**Short task 1:** In the Texas Caviar thread below, copy out everything from "Combine first 9" down to "is lunch today!", substituting "pinto beans" for each "black beans".

**Source extract:**
# Texas Caviar



## crewsk (Aug 27, 2004)

I found this in Southern Living Our Best Five Star Recipes. We had company Tuesday night & everyone loved it so I thought I'd share it!
Texas Caviar
1(15 1/2oz)can yellow hominy, drained
1(15oz)can black eyed peas, drained
3 green onions, finely chopped
2 cloves garlic, chopped
1 large tomato, chopped
1 medium sized green peppr, seeded & diced
1 jalapeno pepper, seeded & minced
1/3C chopped fresh parsley
1/4C chopped onion
1/2C commercial zesty Italian salad dressing
Garnish: fresh parsely sprigs
Tortilla Chips

Combine first 9 ingredients in a medium bowl; stir well. Pour salad dressing over black eyed pea mixture; toss gently. Cover & chill thoroughly. Toss again before serving. Garnish if desired. Serve with tortilla chips. Yield: 6 1/2 cups.
This recipe makes a heafty yield for a crowd. Add a 15 ounce can of black beans, drained , to make the recipe serve even more. 

I didn't add the black beans & we had more that enough. As a matter of fact, this is lunch today!


----------



## pancake (Aug 27, 2004)

crewsk, you are the best recipe sharer ever   

Looks great! Thanks


----------



## crewsk (Aug 27, 2004)

Thanks, i'm glad you think so! I really needed to hear something positive today, it's been a horrid week!


----------

**Short task 2:** In the listing below, repeat unchanged everything from the line that contains "hind leg and report the pixel coordinates." down to the line that contains "(1065, 582)", both of those lines included.

[Dataset records about object locations]
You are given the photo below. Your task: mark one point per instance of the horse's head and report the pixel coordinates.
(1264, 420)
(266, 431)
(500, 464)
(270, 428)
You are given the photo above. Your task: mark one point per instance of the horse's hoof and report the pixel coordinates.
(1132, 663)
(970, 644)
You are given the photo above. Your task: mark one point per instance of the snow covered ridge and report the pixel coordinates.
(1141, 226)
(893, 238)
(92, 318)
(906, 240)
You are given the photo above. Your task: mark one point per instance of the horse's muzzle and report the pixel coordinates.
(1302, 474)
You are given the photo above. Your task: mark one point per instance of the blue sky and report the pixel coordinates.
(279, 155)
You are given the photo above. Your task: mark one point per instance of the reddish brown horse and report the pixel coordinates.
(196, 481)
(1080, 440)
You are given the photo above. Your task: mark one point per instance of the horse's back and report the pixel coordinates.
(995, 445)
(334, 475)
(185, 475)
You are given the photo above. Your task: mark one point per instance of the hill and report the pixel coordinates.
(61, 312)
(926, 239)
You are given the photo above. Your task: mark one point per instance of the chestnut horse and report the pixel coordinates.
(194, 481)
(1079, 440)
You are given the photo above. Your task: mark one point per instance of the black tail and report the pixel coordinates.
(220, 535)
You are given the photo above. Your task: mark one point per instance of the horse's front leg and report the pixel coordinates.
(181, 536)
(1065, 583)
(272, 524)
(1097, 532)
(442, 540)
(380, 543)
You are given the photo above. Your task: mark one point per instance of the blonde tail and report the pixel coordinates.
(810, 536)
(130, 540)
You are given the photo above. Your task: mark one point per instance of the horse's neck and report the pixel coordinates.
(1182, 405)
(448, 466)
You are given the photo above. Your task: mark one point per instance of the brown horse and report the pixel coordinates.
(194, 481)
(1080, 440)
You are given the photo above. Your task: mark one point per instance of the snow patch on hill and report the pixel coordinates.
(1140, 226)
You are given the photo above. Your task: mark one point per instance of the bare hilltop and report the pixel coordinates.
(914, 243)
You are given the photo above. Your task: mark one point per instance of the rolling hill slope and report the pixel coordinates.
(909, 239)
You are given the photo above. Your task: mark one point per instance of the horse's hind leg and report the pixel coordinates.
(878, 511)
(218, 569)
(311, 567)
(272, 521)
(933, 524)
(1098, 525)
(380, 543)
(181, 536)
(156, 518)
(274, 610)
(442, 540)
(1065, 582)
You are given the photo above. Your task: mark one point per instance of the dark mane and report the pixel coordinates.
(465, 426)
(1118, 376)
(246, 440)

**Correct response 1:**
Combine first 9 ingredients in a medium bowl; stir well. Pour salad dressing over black eyed pea mixture; toss gently. Cover & chill thoroughly. Toss again before serving. Garnish if desired. Serve with tortilla chips. Yield: 6 1/2 cups.
This recipe makes a heafty yield for a crowd. Add a 15 ounce can of pinto beans, drained , to make the recipe serve even more. 

I didn't add the pinto beans & we had more that enough. As a matter of fact, this is lunch today!

**Correct response 2:**
You are given the photo above. Your task: mark one point per instance of the horse's hind leg and report the pixel coordinates.
(878, 511)
(218, 569)
(311, 567)
(272, 521)
(933, 524)
(1098, 525)
(380, 543)
(181, 536)
(156, 518)
(274, 610)
(442, 540)
(1065, 582)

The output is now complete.